Photo-based point labeling data
_ _ _

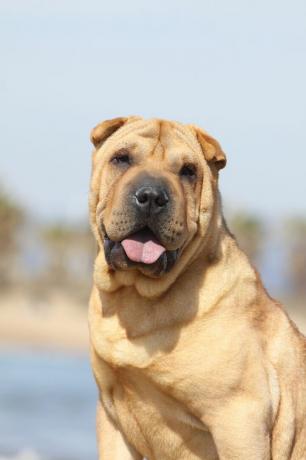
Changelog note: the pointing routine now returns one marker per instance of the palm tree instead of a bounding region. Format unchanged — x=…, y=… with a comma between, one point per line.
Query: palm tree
x=11, y=217
x=70, y=250
x=249, y=231
x=295, y=232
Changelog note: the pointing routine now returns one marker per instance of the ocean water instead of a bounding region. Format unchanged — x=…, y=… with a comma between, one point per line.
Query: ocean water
x=47, y=406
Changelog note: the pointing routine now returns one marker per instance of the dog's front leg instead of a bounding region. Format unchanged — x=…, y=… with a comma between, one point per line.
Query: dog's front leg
x=111, y=443
x=241, y=430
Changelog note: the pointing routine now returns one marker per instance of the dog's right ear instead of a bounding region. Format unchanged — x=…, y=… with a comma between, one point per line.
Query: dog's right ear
x=103, y=130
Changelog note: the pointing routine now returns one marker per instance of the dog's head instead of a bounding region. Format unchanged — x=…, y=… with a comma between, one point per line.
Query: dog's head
x=153, y=190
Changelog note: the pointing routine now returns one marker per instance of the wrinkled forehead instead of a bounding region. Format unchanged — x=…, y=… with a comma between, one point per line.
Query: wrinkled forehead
x=156, y=138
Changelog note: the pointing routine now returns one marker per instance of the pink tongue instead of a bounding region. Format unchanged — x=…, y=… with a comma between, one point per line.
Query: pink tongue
x=143, y=247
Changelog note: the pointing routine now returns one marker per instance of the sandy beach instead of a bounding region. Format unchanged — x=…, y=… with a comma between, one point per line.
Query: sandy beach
x=61, y=323
x=57, y=323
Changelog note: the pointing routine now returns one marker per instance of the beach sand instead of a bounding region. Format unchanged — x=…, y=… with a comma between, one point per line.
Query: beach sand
x=61, y=323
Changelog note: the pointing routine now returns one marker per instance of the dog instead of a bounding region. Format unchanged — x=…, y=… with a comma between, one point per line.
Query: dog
x=192, y=358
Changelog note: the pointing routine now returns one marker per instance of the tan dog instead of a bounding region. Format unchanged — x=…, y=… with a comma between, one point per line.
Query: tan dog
x=192, y=358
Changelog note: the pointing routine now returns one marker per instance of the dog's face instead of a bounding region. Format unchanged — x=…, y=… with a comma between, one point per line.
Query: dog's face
x=149, y=178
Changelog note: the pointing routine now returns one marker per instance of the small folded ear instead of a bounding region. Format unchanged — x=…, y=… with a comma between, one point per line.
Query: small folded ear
x=212, y=150
x=103, y=130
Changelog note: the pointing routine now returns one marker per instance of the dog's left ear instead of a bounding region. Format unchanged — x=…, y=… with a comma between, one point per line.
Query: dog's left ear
x=103, y=130
x=211, y=148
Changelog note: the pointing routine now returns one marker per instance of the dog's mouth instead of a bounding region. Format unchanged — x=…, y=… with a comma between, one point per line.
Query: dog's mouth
x=143, y=247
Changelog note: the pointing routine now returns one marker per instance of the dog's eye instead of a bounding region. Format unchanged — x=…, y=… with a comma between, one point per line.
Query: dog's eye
x=121, y=158
x=189, y=171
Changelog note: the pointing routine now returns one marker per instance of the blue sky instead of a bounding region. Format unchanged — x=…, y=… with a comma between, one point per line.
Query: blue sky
x=236, y=68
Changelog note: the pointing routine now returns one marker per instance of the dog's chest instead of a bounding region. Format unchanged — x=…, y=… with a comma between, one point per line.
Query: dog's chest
x=157, y=424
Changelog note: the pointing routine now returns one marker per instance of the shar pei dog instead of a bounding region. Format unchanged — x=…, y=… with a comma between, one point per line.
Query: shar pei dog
x=192, y=357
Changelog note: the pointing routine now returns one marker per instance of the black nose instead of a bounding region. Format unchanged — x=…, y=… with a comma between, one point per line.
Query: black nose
x=151, y=199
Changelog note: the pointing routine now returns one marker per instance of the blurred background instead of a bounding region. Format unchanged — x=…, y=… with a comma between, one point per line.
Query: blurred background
x=236, y=68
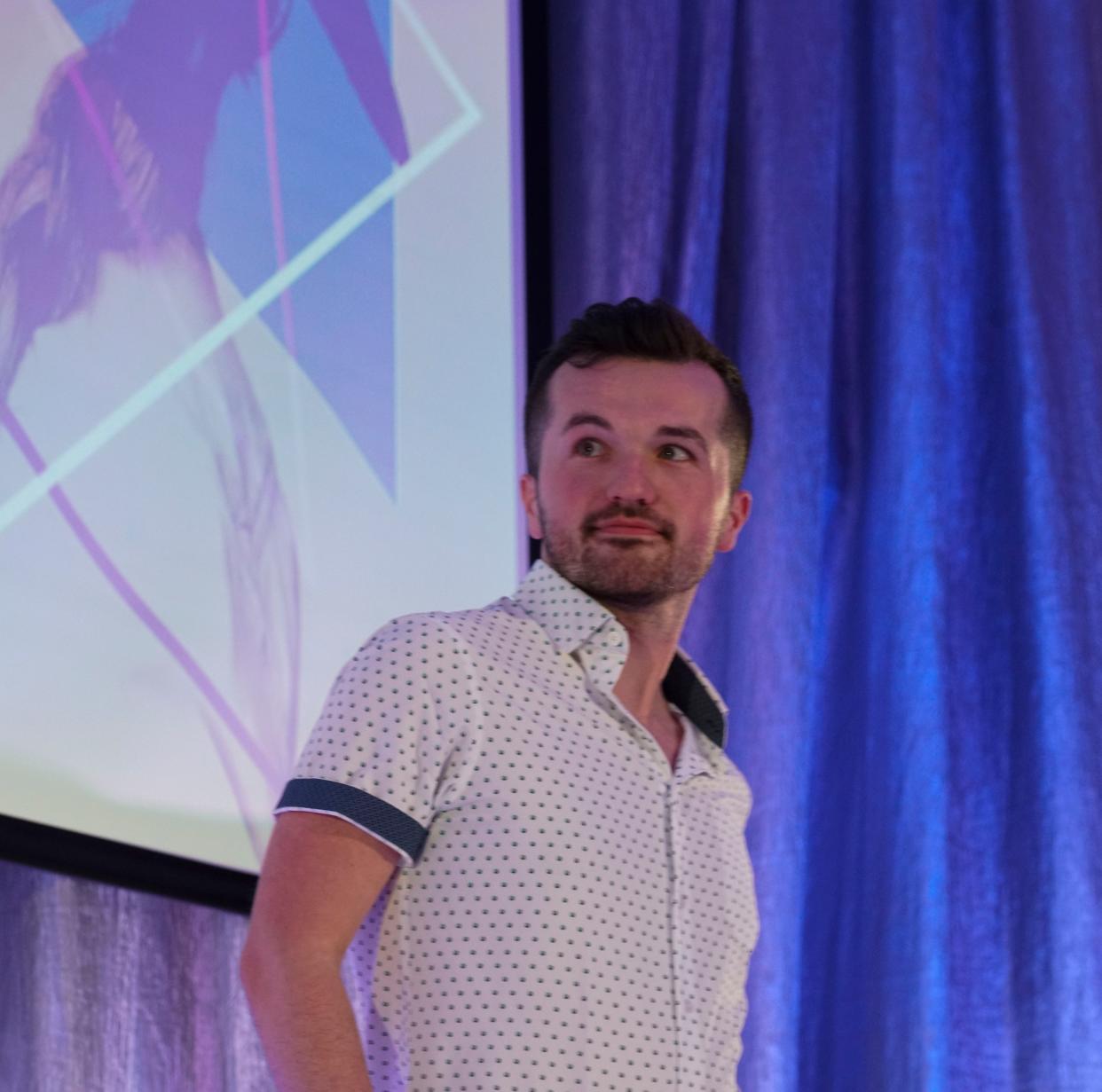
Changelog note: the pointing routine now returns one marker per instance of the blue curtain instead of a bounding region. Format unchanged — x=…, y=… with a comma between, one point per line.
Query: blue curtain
x=889, y=212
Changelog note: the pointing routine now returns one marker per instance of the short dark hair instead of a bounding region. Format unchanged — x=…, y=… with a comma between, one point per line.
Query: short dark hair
x=632, y=328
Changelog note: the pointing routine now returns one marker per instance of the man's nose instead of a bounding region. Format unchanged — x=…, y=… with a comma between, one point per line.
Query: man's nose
x=631, y=482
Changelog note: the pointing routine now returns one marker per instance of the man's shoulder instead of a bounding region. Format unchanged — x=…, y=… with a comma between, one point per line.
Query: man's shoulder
x=477, y=631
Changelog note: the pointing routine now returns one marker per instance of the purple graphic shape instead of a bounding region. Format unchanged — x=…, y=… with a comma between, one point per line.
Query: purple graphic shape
x=129, y=594
x=354, y=35
x=335, y=144
x=274, y=185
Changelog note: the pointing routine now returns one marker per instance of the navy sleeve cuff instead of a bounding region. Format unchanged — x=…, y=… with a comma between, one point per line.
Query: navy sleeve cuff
x=374, y=815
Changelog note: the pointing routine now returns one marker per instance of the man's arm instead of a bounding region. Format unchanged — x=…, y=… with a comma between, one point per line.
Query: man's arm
x=321, y=876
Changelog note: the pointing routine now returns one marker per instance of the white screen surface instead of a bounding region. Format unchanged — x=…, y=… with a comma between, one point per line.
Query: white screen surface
x=258, y=378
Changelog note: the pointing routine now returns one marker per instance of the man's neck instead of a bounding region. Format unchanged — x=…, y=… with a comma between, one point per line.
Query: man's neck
x=652, y=642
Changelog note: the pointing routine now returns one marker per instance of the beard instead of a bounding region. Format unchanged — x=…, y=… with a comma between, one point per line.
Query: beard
x=632, y=573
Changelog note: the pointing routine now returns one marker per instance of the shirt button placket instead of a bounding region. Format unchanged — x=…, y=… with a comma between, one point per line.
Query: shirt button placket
x=674, y=904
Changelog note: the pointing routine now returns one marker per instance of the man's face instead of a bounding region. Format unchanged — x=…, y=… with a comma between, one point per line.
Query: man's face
x=634, y=494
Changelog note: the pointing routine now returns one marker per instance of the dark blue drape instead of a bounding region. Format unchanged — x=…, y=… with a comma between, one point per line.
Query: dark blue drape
x=891, y=215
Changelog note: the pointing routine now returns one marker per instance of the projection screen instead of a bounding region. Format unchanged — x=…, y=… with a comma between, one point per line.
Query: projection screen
x=259, y=300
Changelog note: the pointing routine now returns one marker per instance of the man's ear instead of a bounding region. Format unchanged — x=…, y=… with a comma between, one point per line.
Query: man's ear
x=529, y=497
x=738, y=511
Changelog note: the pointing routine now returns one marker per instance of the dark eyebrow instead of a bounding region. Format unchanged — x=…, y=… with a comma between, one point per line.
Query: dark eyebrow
x=586, y=419
x=684, y=432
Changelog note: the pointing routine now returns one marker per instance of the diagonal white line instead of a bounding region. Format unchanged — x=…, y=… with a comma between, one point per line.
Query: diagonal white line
x=78, y=453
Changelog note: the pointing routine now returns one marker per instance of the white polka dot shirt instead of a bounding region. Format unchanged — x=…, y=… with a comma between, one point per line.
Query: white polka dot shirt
x=570, y=913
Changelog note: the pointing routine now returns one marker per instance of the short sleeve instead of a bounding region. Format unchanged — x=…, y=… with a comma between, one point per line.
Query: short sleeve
x=387, y=734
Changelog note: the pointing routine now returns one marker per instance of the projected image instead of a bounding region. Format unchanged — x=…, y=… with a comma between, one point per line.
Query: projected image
x=257, y=364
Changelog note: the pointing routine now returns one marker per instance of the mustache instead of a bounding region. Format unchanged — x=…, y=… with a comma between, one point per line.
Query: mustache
x=627, y=511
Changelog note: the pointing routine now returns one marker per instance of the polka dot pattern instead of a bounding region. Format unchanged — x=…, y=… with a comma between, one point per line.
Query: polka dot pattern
x=579, y=915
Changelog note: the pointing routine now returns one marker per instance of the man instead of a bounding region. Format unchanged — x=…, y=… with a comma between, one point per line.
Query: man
x=541, y=782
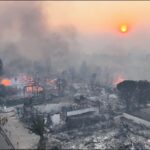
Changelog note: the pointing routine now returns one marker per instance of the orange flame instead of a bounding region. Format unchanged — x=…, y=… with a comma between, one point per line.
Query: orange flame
x=6, y=82
x=118, y=80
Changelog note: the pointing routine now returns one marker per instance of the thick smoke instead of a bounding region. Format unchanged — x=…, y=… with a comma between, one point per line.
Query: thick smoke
x=28, y=42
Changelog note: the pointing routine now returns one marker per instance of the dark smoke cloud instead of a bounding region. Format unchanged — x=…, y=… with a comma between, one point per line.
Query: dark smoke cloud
x=25, y=37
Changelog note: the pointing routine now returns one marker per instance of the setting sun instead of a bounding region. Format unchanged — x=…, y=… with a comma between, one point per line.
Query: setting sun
x=123, y=28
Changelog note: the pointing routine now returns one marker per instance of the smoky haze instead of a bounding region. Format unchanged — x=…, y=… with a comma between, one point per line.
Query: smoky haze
x=28, y=43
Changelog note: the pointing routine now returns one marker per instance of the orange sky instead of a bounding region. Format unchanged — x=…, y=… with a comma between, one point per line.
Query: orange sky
x=98, y=16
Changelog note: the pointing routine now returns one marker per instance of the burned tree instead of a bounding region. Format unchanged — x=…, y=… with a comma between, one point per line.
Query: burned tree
x=127, y=93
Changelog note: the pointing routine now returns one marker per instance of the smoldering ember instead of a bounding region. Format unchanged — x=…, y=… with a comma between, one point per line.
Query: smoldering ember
x=74, y=75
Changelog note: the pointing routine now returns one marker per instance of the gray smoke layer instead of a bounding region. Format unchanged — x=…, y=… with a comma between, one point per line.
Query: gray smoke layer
x=28, y=44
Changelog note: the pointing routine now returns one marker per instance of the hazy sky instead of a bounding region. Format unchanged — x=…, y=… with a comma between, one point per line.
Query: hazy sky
x=99, y=16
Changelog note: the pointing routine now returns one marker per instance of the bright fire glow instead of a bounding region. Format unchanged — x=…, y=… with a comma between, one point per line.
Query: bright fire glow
x=123, y=28
x=6, y=82
x=118, y=80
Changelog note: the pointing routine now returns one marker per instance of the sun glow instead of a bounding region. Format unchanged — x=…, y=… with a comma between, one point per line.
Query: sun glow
x=123, y=28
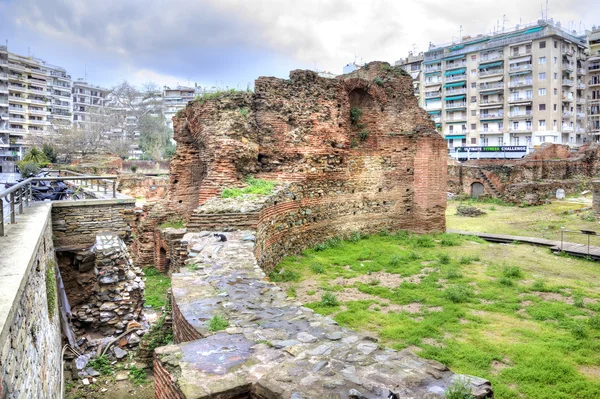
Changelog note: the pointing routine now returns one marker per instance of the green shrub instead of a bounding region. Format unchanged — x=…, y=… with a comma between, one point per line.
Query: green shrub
x=458, y=293
x=395, y=260
x=317, y=268
x=512, y=272
x=329, y=300
x=444, y=259
x=506, y=281
x=254, y=187
x=137, y=376
x=355, y=115
x=217, y=323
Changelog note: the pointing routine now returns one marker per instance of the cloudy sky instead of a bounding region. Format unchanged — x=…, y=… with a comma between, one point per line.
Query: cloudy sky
x=232, y=42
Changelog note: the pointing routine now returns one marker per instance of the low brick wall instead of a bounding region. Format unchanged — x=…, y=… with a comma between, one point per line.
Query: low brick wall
x=76, y=223
x=30, y=337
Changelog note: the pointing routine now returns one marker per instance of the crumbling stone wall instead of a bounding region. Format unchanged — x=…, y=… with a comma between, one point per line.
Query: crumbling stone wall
x=118, y=290
x=539, y=173
x=383, y=169
x=30, y=340
x=75, y=224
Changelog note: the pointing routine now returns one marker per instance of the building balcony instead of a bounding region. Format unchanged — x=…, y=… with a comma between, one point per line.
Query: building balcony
x=460, y=104
x=491, y=86
x=433, y=94
x=483, y=130
x=519, y=54
x=454, y=91
x=455, y=78
x=456, y=65
x=491, y=72
x=517, y=68
x=520, y=129
x=520, y=114
x=433, y=69
x=491, y=115
x=520, y=83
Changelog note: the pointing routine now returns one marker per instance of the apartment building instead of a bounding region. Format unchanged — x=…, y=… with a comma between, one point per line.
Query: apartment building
x=60, y=104
x=88, y=101
x=593, y=82
x=521, y=87
x=175, y=99
x=413, y=64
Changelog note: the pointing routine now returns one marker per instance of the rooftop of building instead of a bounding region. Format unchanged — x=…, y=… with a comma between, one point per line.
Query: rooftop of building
x=541, y=28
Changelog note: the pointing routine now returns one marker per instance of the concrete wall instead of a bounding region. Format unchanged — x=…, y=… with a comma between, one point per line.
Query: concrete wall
x=30, y=338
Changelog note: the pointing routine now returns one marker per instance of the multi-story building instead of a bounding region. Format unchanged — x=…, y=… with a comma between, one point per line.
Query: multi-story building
x=413, y=64
x=175, y=100
x=522, y=87
x=60, y=104
x=88, y=102
x=593, y=83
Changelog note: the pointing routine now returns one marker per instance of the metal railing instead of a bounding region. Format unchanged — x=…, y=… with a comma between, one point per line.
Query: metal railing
x=22, y=193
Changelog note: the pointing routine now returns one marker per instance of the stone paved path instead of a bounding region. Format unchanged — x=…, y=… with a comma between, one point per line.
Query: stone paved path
x=274, y=347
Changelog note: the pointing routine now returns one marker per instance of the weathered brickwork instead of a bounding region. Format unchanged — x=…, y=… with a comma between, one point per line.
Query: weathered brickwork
x=76, y=223
x=30, y=343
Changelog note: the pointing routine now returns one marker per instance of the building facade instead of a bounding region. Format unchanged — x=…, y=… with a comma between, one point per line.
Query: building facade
x=522, y=87
x=593, y=83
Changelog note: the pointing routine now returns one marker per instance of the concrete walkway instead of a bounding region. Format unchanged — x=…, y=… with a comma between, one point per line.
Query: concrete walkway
x=571, y=248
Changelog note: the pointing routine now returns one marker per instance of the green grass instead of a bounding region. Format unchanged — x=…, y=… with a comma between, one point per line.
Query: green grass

_ _ _

> _Job_: Write out again, unchanged, every line from the line containing "the concrete wall" to the final line of the material above.

> _Solution to this task_:
Changelog note: the pointing routine now returns one marker per instance of the concrete wall instead of a bounding region. Format unchanged — x=…, y=… with a comma between, one point per line.
Query: concrete wall
x=30, y=338
Changelog note: the pointing routine now returns one marker per instance of the multi-story building instead of a bounding region. Format unchanged — x=…, y=… with a comma between, one point per line.
Query: multi-story building
x=413, y=64
x=175, y=100
x=522, y=87
x=60, y=104
x=88, y=102
x=593, y=83
Changelog note: the pointing routine now returns one marker per instance of the metal railing instead of a bounding region. Format unchanged — x=…, y=… with a comma between, one point per line.
Query: metal railing
x=22, y=193
Changelog note: the pointing routine now returns one marker per instance of the stone paved path instead of a bounding region. Format unchanged — x=…, y=… with a comma between, one point per line.
Query: stone paved path
x=274, y=347
Changelog note: the pointing routine now returns one marker per instance of the weathered brickwork instead of a bounding region. Format unchanged — x=…, y=… with a comma between, one point per line.
Query: weathered brickwork
x=76, y=223
x=30, y=343
Changelog note: the pointing routine now returns one marker per instance of the building facade instead of a bounding region. Format unchanged — x=…, y=… with a comma between, one point per line.
Query: building facade
x=522, y=87
x=593, y=83
Changelog note: the pointing routine now returns one marker per instance of the concrete walkway instead of a bounding region. Format unchanged — x=…, y=… with a comma between, one point per line.
Query: concrete walkway
x=571, y=248
Changelog note: the pointing routine now returns one marker per instance of the green grass instead of a bounding region. Format unchanged — x=…, y=… with a comma between, one point per line.
Query: green grass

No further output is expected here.